- [Set task]
Rewrite the data below, replacing "green herb flake" with "dried parsley flake" and leaving everything else unchanged. Leave the pictures out of your version.

- [Supplied data]
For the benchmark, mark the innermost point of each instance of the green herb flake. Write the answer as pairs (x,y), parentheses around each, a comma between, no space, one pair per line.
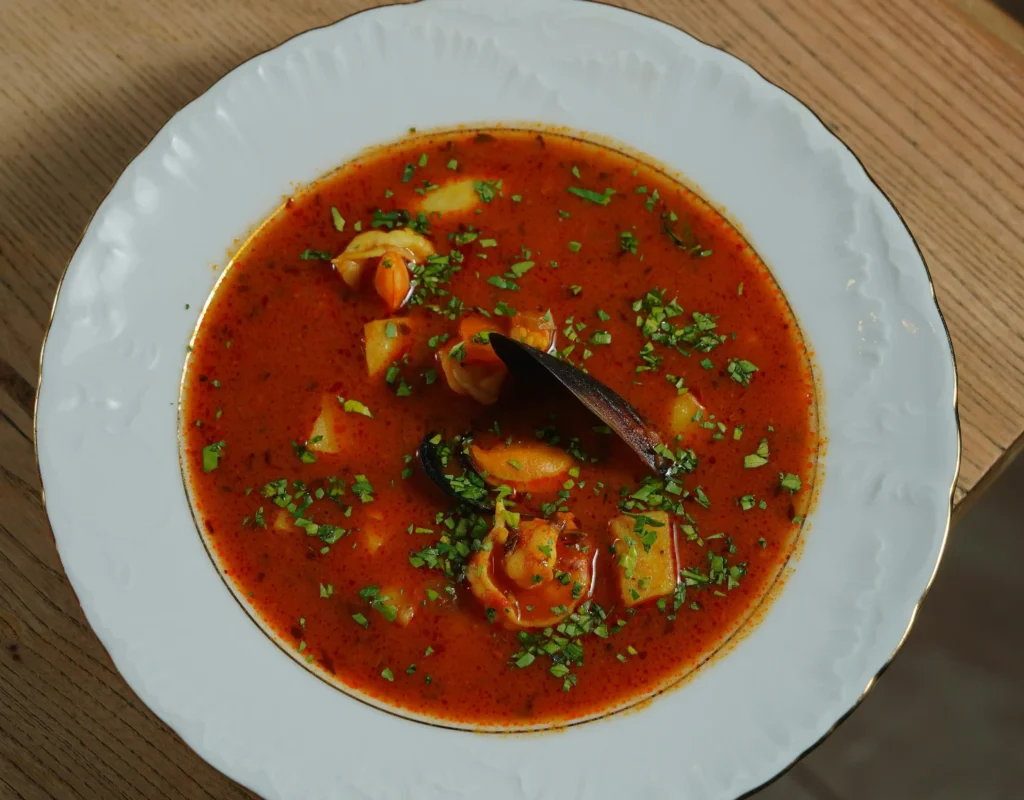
(486,190)
(790,481)
(740,371)
(211,456)
(598,198)
(758,458)
(354,407)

- [Full output]
For the benchmark, mark the innermost point of each instance of the dried parsley flake. Write the answer as pairs (x,y), parentheses around each, a comma between, no space, one pair per line.
(486,190)
(790,481)
(740,371)
(211,456)
(598,198)
(758,458)
(354,407)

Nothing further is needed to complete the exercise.